[start Text provided]
Stabilize `<[T]>::get_many_mut()` #128318

ChayimFriedman2 · 2024-07-28T20:34:26Z

Tracking issue: #104642.

Best reviewed commit by commit.

Stabilization Report

Implementation History

Implemented in #83608. Originally included an immutable version too, but that was deemed unnecessary. Also, at first the indices array was required to be sorted, but this was changed.

It was suggested that a DisjointIndices type will be added, that will encapsulate the invariant and allow you to index with O(1). This has the benefits that it allows reuse of the same keys, and possibly to add a constructor that allows O(N) instead of O(NlgN) check by requiring the indices array to be sorted. has I decided to not go for this route, since (1) it is unclear how useful those benefits are (I've never needed them personally), (2) about the second benefit, we can always add a get_many_sorted_mut() method, and that will have roughly the same implementation and API complexity as DisjointIndices with two constructors, if not better, and (3) we provide the get_many_unchecked_mut() primitive, so anyone can build on top of that while the tricky unsafe details of how to soundly implement get_many_unchecked_mut() are hidden from them. Also, it will make the call significantly more convoluted (get_many_mut(&DisjointIndices::new([...])?)? instead of get_many_mut(&[...])?, and while it is possible to simplify that with a trait, that will imply more implementation complexity and weaker inference.

It was also suggested that we add the ability to index with ranges. I decided to not do that either. The reasons being unclear benefit and greater implementation and API complexity.

Another suggestion was to add a index_many_mut() method that will panic on out of bounds/overlapping indices, possibly with a better panic message than get_many_mut().expect() (due to the ability to differentiate between the two error conditions). While not in this stabilization request, we can always add it later if deemed worthy.

Yet another request that came is the ability to tell from the error whether it was out of bounds or overlapping indices. I reserved the right to do this (by having a private field on the error type), but didn't actually do it now because it leads to worse codegen on common cases (#128214).

In this PR, I:

Changed the implementation to switch to sort when N>=9. I don't know how likely this case is, but it doesn't add a lot of code, and it seems to be a footgun if we don't add it.
Changed the API to take a reference to the array of indices, instead of an owned array. The reason, as per the commit message:

We only need an immutable access to the indices array, and it we take it owned we may force a copy for big arrays. For small arrays, LLVM will fully inline and unroll the body anyway, so this doesn't matter.

In simple cases, LLVM is able to avoid the copy, but it has troubles in more complex cases (https://godbolt.org/z/s371G4r9e). Given that I expect get_many_mut() to be used most of the times with few, probably only two, indices, this seems unlikely to matter and adds one character to type, but it isn't that bad and avoiding a copy seems nice.
[end Text provided]
§ Problems
A – What suggestions or requests for the API does the get_many_mut() stabilization report describe?
B – Carry the get_many_mut() stabilization report forward from its last paragraph.
[start Information supplied]
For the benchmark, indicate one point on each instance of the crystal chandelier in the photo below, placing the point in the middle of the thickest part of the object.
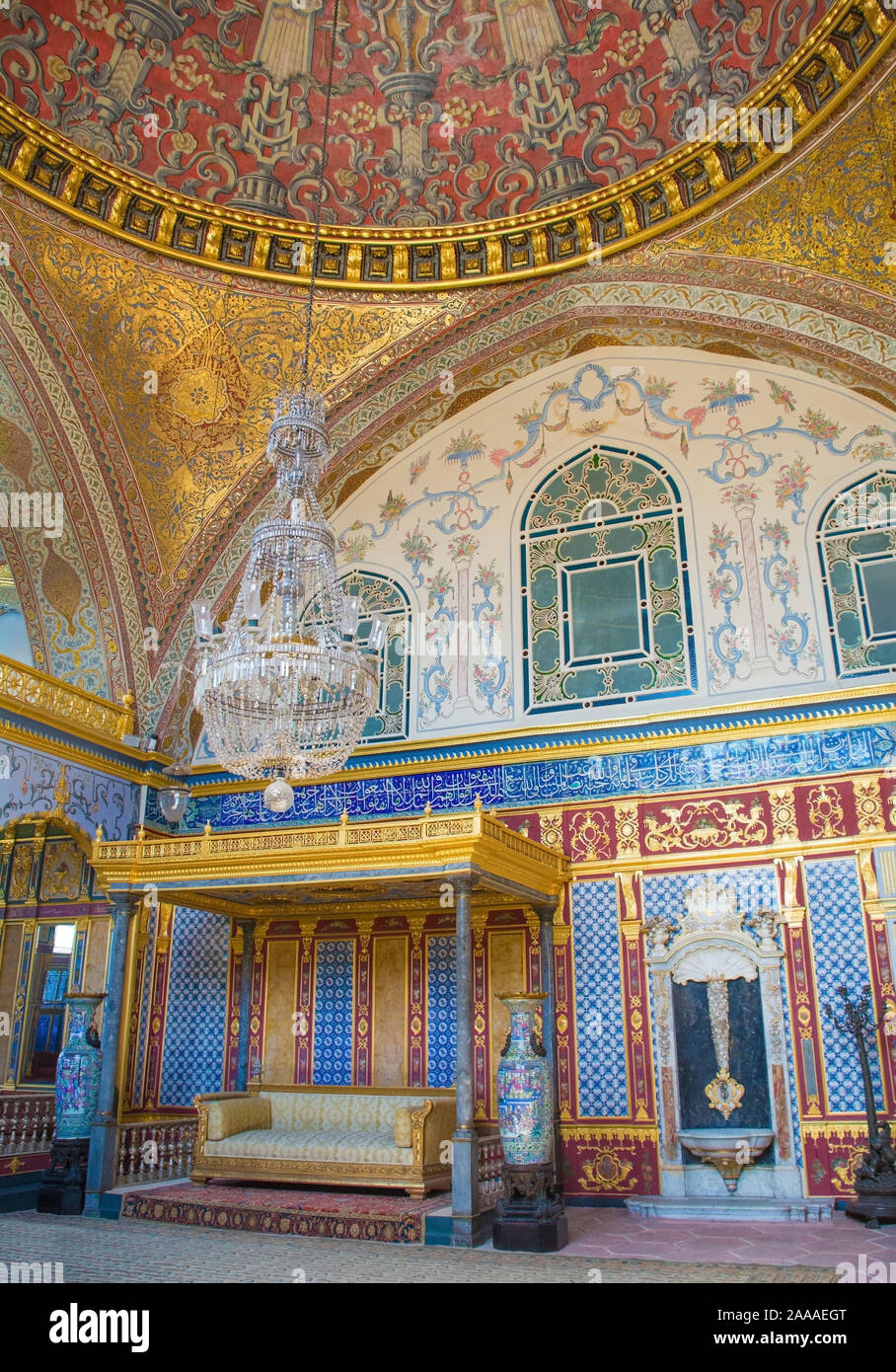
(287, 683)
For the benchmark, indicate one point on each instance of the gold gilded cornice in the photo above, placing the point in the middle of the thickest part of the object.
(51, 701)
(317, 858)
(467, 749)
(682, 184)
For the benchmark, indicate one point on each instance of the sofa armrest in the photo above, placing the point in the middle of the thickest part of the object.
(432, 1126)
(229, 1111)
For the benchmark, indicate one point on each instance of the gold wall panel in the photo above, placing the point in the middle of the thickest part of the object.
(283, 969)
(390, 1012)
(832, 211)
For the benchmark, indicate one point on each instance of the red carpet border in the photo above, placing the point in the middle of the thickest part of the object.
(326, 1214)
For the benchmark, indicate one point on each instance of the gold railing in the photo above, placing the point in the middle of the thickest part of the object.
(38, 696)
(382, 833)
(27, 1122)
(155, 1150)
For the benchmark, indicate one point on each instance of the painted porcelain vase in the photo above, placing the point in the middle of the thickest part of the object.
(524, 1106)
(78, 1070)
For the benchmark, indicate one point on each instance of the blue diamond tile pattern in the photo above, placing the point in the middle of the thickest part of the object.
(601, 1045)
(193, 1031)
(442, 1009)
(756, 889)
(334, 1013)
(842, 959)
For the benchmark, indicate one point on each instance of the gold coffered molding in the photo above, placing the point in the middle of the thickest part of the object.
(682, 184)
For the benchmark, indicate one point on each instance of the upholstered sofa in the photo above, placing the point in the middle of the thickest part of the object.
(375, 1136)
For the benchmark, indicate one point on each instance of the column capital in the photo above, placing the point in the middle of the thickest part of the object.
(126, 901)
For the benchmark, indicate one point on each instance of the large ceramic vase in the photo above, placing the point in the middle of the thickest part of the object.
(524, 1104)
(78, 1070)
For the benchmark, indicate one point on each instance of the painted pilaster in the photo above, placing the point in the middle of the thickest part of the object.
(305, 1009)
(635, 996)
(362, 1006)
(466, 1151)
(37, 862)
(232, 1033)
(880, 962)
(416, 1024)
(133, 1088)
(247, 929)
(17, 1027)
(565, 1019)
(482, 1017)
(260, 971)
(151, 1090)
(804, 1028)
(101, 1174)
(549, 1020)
[end Information supplied]
[start Information supplied]
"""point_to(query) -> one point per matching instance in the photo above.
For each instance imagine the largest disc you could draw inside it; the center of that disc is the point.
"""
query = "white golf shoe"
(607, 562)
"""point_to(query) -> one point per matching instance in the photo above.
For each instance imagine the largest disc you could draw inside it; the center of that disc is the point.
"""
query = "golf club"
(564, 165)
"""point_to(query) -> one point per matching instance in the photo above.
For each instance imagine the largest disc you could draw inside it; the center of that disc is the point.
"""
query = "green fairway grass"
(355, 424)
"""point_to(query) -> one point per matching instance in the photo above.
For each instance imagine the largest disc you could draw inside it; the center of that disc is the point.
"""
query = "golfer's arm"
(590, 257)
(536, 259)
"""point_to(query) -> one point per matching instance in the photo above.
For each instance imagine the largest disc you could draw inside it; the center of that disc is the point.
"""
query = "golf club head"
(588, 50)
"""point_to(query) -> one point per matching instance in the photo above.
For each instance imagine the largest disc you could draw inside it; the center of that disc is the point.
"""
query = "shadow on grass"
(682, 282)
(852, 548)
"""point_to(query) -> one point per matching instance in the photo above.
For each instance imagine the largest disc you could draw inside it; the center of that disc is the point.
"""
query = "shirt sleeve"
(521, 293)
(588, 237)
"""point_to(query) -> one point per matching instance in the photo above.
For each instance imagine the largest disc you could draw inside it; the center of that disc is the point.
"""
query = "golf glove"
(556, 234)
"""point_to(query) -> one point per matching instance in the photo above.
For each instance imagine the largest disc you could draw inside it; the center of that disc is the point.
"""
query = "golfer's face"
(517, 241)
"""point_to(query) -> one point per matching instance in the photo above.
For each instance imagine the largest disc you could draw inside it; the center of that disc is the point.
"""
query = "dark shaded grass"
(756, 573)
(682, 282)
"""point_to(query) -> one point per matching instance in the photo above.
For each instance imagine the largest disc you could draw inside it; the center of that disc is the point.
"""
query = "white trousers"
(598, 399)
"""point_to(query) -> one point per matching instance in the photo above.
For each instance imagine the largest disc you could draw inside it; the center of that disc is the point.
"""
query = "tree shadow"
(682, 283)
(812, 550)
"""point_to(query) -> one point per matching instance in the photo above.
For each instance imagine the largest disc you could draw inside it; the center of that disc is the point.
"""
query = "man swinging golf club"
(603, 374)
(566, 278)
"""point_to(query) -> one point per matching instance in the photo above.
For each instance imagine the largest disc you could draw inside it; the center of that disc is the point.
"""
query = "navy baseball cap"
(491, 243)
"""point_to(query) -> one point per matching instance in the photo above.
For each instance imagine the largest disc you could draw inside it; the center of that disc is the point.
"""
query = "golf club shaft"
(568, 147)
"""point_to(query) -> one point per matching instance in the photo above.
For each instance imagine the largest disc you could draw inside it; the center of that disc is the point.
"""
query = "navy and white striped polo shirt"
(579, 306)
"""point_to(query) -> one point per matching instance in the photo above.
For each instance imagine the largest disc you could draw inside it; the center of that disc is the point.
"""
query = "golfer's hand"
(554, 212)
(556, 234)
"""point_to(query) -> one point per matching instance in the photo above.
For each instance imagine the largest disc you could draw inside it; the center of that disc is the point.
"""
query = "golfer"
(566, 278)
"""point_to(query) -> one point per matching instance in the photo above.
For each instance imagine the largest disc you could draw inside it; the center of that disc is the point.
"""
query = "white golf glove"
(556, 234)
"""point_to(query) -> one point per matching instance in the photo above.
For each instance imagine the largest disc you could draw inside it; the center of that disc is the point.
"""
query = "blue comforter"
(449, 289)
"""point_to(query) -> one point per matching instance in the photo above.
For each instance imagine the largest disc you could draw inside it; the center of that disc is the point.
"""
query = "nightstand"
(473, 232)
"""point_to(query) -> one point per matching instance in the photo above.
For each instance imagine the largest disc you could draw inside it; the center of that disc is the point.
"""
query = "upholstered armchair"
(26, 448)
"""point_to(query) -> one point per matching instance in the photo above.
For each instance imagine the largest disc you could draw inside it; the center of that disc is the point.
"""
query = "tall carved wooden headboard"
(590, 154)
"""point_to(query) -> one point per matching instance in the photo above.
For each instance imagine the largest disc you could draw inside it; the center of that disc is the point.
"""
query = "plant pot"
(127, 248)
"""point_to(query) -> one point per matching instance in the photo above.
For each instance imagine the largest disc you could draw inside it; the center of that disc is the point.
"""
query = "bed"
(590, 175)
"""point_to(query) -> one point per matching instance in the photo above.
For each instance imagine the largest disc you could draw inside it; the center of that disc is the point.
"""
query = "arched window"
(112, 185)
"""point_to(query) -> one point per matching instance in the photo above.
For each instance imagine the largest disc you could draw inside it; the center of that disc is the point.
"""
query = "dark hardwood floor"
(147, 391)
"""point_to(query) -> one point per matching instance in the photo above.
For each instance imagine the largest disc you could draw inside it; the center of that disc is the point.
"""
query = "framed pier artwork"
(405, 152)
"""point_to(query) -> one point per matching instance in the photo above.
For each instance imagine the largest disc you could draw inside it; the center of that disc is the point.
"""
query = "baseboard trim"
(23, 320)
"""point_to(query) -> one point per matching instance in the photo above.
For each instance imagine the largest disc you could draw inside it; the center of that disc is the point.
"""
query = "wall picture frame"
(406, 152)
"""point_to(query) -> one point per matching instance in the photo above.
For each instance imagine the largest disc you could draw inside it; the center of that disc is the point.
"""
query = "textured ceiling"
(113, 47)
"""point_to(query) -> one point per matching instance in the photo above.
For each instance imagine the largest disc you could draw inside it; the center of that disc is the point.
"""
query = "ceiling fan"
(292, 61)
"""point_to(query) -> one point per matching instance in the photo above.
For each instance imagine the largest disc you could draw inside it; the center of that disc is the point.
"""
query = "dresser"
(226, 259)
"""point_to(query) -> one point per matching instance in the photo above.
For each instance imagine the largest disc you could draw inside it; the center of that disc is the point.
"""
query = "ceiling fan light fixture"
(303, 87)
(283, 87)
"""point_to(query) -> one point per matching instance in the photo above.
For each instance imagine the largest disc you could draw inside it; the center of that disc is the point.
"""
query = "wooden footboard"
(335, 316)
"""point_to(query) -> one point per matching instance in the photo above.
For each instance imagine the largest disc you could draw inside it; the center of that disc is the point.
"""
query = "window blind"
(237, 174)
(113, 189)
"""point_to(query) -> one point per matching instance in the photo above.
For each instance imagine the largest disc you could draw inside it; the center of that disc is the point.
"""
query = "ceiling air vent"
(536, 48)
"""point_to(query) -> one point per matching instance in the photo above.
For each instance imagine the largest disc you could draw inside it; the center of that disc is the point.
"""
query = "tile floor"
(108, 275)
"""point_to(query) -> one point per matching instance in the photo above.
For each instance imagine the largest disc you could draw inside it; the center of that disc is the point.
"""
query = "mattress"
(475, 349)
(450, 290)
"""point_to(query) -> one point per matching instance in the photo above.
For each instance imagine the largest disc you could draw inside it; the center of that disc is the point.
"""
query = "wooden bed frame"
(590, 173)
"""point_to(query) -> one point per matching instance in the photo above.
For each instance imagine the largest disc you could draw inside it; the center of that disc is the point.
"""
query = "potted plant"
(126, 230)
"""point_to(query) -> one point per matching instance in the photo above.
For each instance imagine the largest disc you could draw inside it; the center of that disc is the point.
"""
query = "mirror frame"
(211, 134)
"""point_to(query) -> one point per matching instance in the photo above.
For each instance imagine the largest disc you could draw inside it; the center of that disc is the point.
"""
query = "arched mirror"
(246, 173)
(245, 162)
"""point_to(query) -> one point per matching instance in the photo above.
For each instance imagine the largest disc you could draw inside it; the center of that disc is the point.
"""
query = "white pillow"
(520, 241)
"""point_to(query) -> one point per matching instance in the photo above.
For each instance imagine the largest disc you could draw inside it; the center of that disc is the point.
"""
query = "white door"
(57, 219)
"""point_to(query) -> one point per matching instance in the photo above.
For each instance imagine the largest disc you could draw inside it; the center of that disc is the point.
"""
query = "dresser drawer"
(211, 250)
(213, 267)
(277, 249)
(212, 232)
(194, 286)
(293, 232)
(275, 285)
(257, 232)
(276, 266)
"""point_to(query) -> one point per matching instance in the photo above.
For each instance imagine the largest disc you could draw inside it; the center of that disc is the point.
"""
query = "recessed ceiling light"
[end Information supplied]
[start Information supplied]
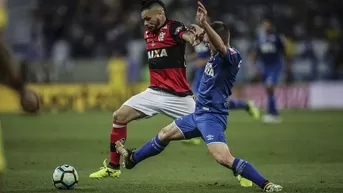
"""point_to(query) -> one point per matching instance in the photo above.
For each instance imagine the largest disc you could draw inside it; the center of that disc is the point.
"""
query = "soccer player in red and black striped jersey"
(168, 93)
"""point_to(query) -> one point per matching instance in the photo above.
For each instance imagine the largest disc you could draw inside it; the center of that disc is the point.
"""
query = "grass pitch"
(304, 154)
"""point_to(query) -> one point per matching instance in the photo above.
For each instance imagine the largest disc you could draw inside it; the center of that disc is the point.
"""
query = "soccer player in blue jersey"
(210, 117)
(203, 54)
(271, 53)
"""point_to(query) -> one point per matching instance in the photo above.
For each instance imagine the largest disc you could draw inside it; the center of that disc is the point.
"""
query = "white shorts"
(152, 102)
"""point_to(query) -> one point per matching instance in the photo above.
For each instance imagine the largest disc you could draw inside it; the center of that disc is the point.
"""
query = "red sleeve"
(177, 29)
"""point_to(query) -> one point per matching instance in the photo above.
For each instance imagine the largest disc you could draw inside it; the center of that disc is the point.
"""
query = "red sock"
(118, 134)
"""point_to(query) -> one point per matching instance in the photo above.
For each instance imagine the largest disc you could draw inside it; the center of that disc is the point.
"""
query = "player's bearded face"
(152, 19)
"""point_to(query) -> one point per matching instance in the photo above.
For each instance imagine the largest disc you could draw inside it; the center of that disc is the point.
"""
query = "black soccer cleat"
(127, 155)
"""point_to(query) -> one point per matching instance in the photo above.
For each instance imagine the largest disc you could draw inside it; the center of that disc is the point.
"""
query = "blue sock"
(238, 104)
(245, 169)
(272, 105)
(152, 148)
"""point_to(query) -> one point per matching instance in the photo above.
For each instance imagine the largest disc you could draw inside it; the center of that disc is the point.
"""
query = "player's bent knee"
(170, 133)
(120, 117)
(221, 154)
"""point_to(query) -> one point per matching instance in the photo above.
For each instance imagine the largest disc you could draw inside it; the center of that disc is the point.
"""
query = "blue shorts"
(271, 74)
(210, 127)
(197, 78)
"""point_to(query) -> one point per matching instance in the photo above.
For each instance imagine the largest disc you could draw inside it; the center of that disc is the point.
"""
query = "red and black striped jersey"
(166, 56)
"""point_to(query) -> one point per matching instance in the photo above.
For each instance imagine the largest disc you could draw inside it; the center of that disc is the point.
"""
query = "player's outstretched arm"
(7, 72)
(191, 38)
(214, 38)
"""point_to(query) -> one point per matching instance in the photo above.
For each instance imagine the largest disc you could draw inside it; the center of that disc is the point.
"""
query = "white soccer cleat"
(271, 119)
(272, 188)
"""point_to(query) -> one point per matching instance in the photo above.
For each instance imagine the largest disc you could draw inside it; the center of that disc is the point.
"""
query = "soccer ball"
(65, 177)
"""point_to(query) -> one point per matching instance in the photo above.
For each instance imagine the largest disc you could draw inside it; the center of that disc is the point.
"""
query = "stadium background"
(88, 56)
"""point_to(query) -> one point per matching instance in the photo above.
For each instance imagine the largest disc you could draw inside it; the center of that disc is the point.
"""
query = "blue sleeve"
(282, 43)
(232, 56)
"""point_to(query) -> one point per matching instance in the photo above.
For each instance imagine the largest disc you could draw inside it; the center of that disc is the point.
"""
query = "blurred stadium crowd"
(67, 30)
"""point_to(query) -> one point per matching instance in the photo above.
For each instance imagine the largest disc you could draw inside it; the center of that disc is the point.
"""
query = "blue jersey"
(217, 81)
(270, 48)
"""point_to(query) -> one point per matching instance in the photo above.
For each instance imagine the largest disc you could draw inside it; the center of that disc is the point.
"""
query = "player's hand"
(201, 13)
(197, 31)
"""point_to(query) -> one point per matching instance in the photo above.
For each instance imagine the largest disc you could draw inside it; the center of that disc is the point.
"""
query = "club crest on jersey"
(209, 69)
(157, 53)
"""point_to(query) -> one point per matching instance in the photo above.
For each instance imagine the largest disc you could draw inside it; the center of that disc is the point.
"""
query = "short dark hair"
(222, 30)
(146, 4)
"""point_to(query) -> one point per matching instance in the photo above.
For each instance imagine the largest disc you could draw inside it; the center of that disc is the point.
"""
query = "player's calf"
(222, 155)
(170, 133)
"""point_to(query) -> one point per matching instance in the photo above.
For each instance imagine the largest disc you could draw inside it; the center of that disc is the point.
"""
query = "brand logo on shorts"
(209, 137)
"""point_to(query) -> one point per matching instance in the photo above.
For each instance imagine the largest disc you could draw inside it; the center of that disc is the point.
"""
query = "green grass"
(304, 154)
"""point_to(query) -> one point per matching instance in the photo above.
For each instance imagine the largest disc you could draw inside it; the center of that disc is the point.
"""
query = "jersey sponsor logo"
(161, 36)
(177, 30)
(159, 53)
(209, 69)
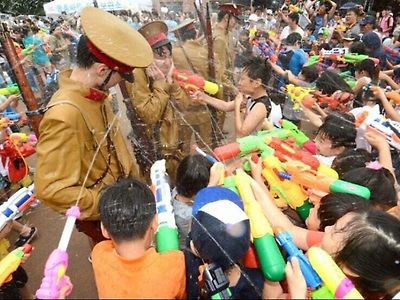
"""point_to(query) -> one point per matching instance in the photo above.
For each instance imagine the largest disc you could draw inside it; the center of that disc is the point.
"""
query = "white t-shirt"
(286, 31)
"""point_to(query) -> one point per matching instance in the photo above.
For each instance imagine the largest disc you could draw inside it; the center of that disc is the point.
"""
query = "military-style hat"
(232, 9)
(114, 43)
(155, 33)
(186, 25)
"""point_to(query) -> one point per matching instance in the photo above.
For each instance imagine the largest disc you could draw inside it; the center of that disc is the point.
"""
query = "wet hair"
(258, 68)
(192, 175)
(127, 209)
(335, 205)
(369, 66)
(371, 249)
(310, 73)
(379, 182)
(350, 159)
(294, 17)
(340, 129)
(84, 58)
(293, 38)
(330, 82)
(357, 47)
[end Information supplied]
§ Task-by-task outputs
A –
- Adding a DisjointIndices type that encapsulates the invariant and allows O(1) indexing
- Adding the ability to index with ranges
- Adding an index_many_mut() method that panics on out-of-bounds or overlapping indices
- Being able to tell from the error whether the indices were out of bounds or overlapping

B –
Re-exported GetManyMutError from std and alloc, which was probably just forgotten.

API Summary

impl [T] {
    pub unsafe fn get_many_unchecked_mut<const N: usize>(&mut self, indices: &[usize; N]) -> [&mut T; N];
    pub fn get_many_mut<const N: usize>(&mut self, indices: &[usize; N]) -> Result<[&mut T; N], GetManyMutError<N>>;
}

pub struct GetManyMutError<const N: usize> { /* private */ }

Experience Report

I used it in Advent of Code 2022 day 5, and also suggested it here. It worked great, but in this case I didn't have to handle the error so I can't tell if knowing the kind of error is really needed.

There are few polyfill crates (https://crates.io/crates/indices, https://crates.io/crates/index_many, https://crates.io/crates/get_many_mut). They don't seem to get much usage. There is also a highly upvoted question on Stack Overflow, and I see this question popping up there sometimes.

… of O(N^2) by sorting first

We only need an immutable access to the indices array, and it we take it owned we may force a copy for big arrays. For small arrays, LLVM will fully inline and unroll the body anyway, so this doesn't matter. In simple cases, LLVM is able to avoid the copy, but it has troubles in more complex cases (https://godbolt.org/z/s371G4r9e). Given that I expect `get_many_mut()` to be used most of the times with few, probably only two, indices, this seems unlikely to matter and adds one character to type, but it isn't that bad and avoiding a copy seems nice.

rustbot · 2024-07-28T20:34:34Z

r? @tgross35

rustbot has assigned @tgross35.
They will have a look at your PR within the next two weeks and either review your PR or reassign to another reviewer.

Use r? to explicitly pick a reviewer

tgross35 · 2024-07-28T20:36:50Z

This hasn't yet had an FCP so needs libs-api to take a look

r? libs-api

tgross35 · 2024-07-28T20:54:18Z

library/core/src/slice/mod.rs

+    // Based on benchmarks, it is faster to sort starting with 9 indices.
+    if N >= 9 {
+        let mut sorted_indices = *indices;


The commit message states:

We only need an immutable access to the indices array, and it we take it owned we may force a copy for big arrays. For small arrays, LLVM will fully inline and unroll the body anyway, so this doesn't matter.

But the array is copied here, so it seems any gains there are unfortunately immediately lost for anything N >= 9. Depending on the exact performance it may be worth checking indices.is_sorted() before duplicating and sorting - do you have the results of those benchmarks?

This is not true, as we need both the unsorted and sorted array. So if we take by value we would copy twice.

About checking is_sorted(), I can do that, but is it worth it? How common is sorted slice that you don't know is sorted? After all, if you know it's sorted you can use a guaranteed O(N) API (not in std) - and I don't know how common is this alone, yet alone by accidence.

However you made me realize that my assembly inspection was wrong - LLVM did copy the array, but only once. So it seems it is good enough to know when the copy can be elided. I wonder if that means we can trust it?

I meant that if copying is showing up to be significant on benchmarks (enough to justify the by-val to by-ref change), then maybe we should try to avoid the copy whenever possible. But LLVM is usually pretty good about figuring out when it makes sense to pass larger types as a pointer, so I am curious how different the benchmark results turned out.

The DisjointIndices type would make this a lot cleaner since it gives a way to move copying and sorting out of a potentially hot loop.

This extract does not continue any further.